TEKS BACAAN:

-------

LISBON, HARIAN DISWAY – World Youth Day tahun ini disambut suka cita dan antusias oleh dunia. Ratusan ribu peziarah muda dari 146 negara di dunia ke Lisbon, Portugal. Tak terkecuali kelompok peziarah muda dari Liberia.
Perjalanan jauh tak menghentikan niat mereka. Empat negara mereka lalui sebelum tiba di Lisbon. Perjuangan mereka tidak main-main. Ribuan mil mereka tempuh. Dari wilayah negara Afrika Barat ke Eropa.
Ditambah, mereka harus merogoh kocek penerbangan dari Dakar, Senegal; ke Lisbon, Portugal, yang sangat besar. Menelan biaya lebih dari USD 1.000 atau sekitar lebih dari 16 juta rupiah per orang.
Kelompok kecil dari Liberia terdiri atas 10 orang. Delapan umat dan dua imam. Dan ini kali pertama mereka bepergian keluar dari Liberia.
BACA JUGA : World Youth Day, Paus Fransiskus Membawa Sukacita dan Harapan Baru bagi Warga Lisbon
BACA JUGA : World Youth Day: Paus Fransiskus Kecam Skandal Pelecehan Seksual di Gereja
Pastor Ernest Wisner menceritakan dengan detail halangan yang harus mereka lalui untuk sampai ke Lisbon. Menjurut Wisner, mukjizat Tuhan ditekankan di dalam alur perjalanan mereka.

-------

DAFTAR ENTRI:
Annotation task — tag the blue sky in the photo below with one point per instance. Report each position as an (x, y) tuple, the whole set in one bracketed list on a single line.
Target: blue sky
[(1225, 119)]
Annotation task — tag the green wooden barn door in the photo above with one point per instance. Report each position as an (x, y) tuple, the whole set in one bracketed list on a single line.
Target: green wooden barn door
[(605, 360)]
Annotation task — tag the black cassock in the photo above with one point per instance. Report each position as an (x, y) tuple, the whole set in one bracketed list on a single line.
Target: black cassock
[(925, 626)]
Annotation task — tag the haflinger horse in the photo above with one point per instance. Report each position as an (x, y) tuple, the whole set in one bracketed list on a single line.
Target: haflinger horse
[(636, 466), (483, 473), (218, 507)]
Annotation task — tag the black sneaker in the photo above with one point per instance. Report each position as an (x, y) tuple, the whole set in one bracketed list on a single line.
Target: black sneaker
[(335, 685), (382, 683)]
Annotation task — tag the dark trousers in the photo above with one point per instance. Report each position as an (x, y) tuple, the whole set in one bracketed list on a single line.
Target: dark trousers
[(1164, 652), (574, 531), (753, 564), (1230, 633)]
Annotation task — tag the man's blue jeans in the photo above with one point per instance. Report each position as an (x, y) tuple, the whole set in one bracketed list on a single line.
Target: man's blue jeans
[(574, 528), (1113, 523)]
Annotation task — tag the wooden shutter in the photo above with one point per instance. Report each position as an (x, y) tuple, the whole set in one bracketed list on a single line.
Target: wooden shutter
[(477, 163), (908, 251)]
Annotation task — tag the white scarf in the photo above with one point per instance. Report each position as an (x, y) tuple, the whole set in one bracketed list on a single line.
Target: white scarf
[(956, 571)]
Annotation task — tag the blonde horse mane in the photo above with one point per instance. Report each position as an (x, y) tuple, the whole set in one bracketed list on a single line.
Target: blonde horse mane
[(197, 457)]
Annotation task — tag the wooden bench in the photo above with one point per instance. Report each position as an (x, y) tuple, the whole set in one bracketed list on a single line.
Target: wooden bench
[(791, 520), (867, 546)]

-------

PETUNJUK ANDA: Salin kembali seluruh teks bacaan tentang peziarah muda dari Liberia di World Youth Day tanpa mengubah apa pun. Entri di atas diambil dari sumber yang berbeda.

JAWABAN TUGAS:
LISBON, HARIAN DISWAY – World Youth Day tahun ini disambut suka cita dan antusias oleh dunia. Ratusan ribu peziarah muda dari 146 negara di dunia ke Lisbon, Portugal. Tak terkecuali kelompok peziarah muda dari Liberia.
Perjalanan jauh tak menghentikan niat mereka. Empat negara mereka lalui sebelum tiba di Lisbon. Perjuangan mereka tidak main-main. Ribuan mil mereka tempuh. Dari wilayah negara Afrika Barat ke Eropa.
Ditambah, mereka harus merogoh kocek penerbangan dari Dakar, Senegal; ke Lisbon, Portugal, yang sangat besar. Menelan biaya lebih dari USD 1.000 atau sekitar lebih dari 16 juta rupiah per orang.
Kelompok kecil dari Liberia terdiri atas 10 orang. Delapan umat dan dua imam. Dan ini kali pertama mereka bepergian keluar dari Liberia.
BACA JUGA : World Youth Day, Paus Fransiskus Membawa Sukacita dan Harapan Baru bagi Warga Lisbon
BACA JUGA : World Youth Day: Paus Fransiskus Kecam Skandal Pelecehan Seksual di Gereja
Pastor Ernest Wisner menceritakan dengan detail halangan yang harus mereka lalui untuk sampai ke Lisbon. Menjurut Wisner, mukjizat Tuhan ditekankan di dalam alur perjalanan mereka.